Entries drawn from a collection
★ ★ ★
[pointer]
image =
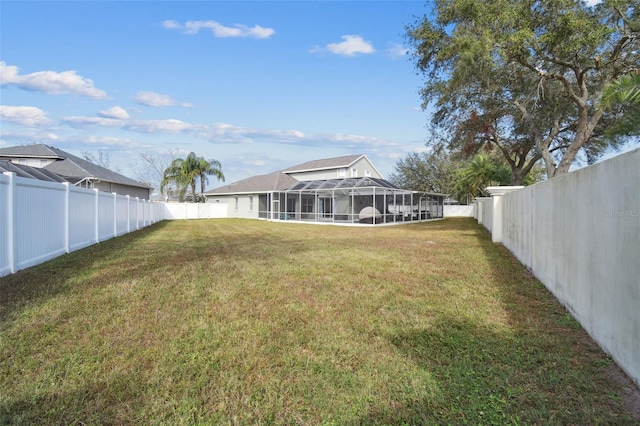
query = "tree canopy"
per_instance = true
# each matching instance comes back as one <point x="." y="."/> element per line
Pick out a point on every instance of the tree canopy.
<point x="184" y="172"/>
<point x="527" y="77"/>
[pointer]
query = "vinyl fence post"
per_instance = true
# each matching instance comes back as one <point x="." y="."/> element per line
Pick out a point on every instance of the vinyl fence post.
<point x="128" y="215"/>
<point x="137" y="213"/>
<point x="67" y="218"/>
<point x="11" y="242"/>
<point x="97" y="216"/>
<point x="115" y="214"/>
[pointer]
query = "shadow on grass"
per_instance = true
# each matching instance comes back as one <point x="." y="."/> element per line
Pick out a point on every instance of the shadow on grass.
★ ★ ★
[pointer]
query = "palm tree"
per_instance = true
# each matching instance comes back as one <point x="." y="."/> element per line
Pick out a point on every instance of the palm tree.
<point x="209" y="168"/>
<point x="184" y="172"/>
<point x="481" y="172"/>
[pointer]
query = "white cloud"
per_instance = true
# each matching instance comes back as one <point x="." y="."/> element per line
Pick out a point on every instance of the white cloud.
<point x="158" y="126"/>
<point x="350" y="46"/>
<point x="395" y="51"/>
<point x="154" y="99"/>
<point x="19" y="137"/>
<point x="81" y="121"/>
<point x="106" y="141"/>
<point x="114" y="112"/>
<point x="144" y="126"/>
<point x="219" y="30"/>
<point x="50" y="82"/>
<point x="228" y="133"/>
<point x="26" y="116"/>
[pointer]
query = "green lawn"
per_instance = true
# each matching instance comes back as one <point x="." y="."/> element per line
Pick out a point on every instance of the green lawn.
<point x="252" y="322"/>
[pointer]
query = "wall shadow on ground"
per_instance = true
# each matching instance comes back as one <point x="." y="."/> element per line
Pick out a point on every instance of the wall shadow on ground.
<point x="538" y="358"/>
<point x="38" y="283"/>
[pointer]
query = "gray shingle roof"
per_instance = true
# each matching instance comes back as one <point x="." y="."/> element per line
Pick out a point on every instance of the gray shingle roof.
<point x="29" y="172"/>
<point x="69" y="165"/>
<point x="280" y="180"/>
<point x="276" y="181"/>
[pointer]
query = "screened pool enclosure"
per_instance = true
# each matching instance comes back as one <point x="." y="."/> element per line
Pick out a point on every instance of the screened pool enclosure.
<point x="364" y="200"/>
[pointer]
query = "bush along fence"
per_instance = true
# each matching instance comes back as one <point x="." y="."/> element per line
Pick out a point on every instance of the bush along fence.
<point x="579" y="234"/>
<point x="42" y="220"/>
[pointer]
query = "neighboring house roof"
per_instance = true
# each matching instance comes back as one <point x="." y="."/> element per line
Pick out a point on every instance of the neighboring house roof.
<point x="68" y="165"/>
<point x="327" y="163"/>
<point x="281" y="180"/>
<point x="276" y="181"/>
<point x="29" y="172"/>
★ ★ ★
Display every line above that contains the string "palm", treating uppercase and lowercase letters as distinct.

Solution to this exercise
query = "palm tree"
Pick out a point on every instance of the palm tree.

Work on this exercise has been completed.